HOW TO COMPLETE THIS TASK =
In the Ragnar Lodbrok trope list, under "Evil Cripple," what reason is given for Ivar the Boneless having no children?

  • The Archer: Ivar the Boneless.
  • Awesome McCoolname: Your mileage may vary on "Ivar the Boneless", but "Sigurd Snake-in-the-Eye" and "Bjorn Ironside" definitely have a nice ring to it.
  • Cinderella Circumstances: The way Kraka is raised.
  • Clothes Make the Superman: The eponymous "Hairy Breeches". Also, the impenetrable silk shirt made by Kraka.
  • Continuation: The Saga of Ragnar Lodbrok is ostensibly written as a continuation of the Saga of the Volsungs.
  • Cruel and Unusual Death: A lot. [5]
  • Badass Family: Ragnar, Kraka and their sons.
  • The Conqueror: Ragnar.
  • Damsel in Distress: Thora Hart-of-the-Town.
  • Deliberate Values Dissonance: This was undoubtedly relished by the author.
  • Evil Cripple: Ivar the Boneless: "He had no children, because of the way he was: with no lust or love — but he wasn't short of cunning and cruelty." (Tale of Ragnar's Sons)

Dataset entries
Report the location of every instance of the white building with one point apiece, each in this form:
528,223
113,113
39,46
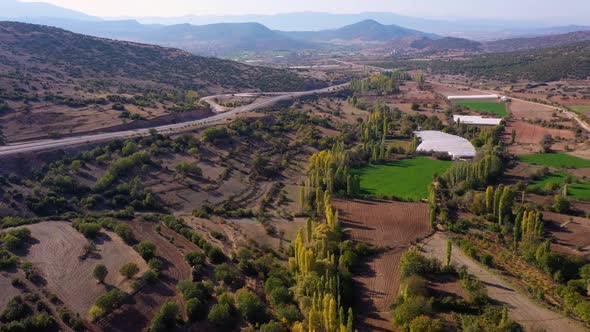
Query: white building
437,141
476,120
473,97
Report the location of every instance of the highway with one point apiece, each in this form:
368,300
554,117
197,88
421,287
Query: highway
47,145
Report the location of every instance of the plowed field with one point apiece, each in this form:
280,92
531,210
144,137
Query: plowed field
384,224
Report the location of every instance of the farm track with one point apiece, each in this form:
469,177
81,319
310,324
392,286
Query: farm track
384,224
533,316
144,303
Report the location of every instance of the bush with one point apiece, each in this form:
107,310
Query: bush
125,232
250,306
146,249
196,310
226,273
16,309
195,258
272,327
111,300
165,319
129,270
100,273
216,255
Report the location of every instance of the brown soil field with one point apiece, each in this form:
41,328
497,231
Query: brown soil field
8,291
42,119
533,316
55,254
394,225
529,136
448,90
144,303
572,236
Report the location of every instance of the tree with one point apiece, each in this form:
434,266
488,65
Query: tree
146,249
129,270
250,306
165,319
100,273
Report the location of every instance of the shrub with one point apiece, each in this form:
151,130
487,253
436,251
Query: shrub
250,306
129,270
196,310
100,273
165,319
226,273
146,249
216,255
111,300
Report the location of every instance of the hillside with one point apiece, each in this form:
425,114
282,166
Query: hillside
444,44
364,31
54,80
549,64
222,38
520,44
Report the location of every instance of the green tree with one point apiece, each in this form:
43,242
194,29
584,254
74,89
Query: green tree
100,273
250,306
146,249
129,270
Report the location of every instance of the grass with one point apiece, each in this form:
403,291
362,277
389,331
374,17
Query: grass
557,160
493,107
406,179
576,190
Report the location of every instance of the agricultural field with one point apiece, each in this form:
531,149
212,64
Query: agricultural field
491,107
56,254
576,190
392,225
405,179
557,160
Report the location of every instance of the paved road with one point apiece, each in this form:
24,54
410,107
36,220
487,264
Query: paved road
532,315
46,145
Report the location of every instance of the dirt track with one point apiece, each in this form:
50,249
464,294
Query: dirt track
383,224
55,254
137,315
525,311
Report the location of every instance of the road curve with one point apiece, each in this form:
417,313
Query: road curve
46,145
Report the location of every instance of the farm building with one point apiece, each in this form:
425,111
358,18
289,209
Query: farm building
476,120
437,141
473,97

OUTPUT BELOW =
The line quoted from the Tale of Ragnar's Sons says he had no children "because of the way he was: with no lust or love." It adds that he was not short of cunning and cruelty.